(EXTRACTED TEXT)

I don't quite understand what you mean... is it that the logical complexity of the fly brain is lower than the hardware complexity so it should be possible to replicate the "algorithm" to fly without simulating the hardware of the fly brain?
Neuron is the hardware. We have no idea how the software on it works. The way we model neural networks might be a very different from the operating system of the brain. It's like saying we mapped the x86 chip so we should be able to to simulate all it can do without reverse engineering the software.
Directly or indirectly connected isn't my point. I was referring to the large amount of electrical activity in the brain and we don't really understand what it actually encodes. Unless we reverse engineer it (which is insanely hard), it's hard to know what's "running" on the hardware.
Or if we can perfectly replicate the brain using our model of deep learning. I'm a skeptic but that would prove it too.
When you emulate NES games, you don't emulate all of the atoms in the NES processor, you just go with instruction set and write down some simple aproximation.
You would do the same in biology.
c elegans connectome has about 300 neurons. If you would simulate the neurons on a hardware level it would be enormously complex task, you would have to deal with ion channels and quirky stochastic effects, perhaps even some quantum physics simulation.
The brain of c elegans is insanely complex. The brain structure, on the other hand, is ridiculously simple.
You can just take connection and activation weights and write a simple neural network equivalent in an evening. And it would work about as good as a hardware simulation.
> You can just take connection and activation weights and write a simple neural network equivalent in an evening. And it would work about as good as a hardware simulation.
I'm under the impression that this is very far from a settled thing. In effect, we don't know whether the stochastic and quantum effects are important or not. Perhaps that is the secret sauce, and it is not possible to approximate it using "crude" mathematical models we use today.
Do you have any links to research that supports your idea?
You can just take connection and activation weights and write a simple neural network equivalent in an evening. And it would work about as good as a hardware simulation.
Isn't this currently an unsettled question? We don't know if simple approximations of easily observable brain features (like connections) works as well for imitating brains as emulating NES instructions works for imitating the NES. Among other obstacles, we haven't had complete connection maps of large, interesting brains to experiment with. It seems like this fruit fly work may be a stepping stone toward more sophisticated "emulation" experiments.
> You can just take connection and activation weights and write a simple neural network equivalent in an evening. And it would work about as good as a hardware simulation.
And yet, nobody has managed to do so, despite years of effort.

(End EXTRACTED TEXT)
(GIVEN INFORMATION)

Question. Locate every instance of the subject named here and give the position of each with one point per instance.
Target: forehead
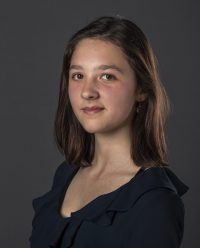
(96, 50)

(End GIVEN INFORMATION)

* REQUIRED WORK
Can you extract the passage of the brain-simulation thread starting at "Directly or indirectly" and ending at "same in biology."? You can ignore the material.

* COMPLETED EXERCISE
Directly or indirectly connected isn't my point. I was referring to the large amount of electrical activity in the brain and we don't really understand what it actually encodes. Unless we reverse engineer it (which is insanely hard), it's hard to know what's "running" on the hardware.
Or if we can perfectly replicate the brain using our model of deep learning. I'm a skeptic but that would prove it too.
When you emulate NES games, you don't emulate all of the atoms in the NES processor, you just go with instruction set and write down some simple aproximation.
You would do the same in biology.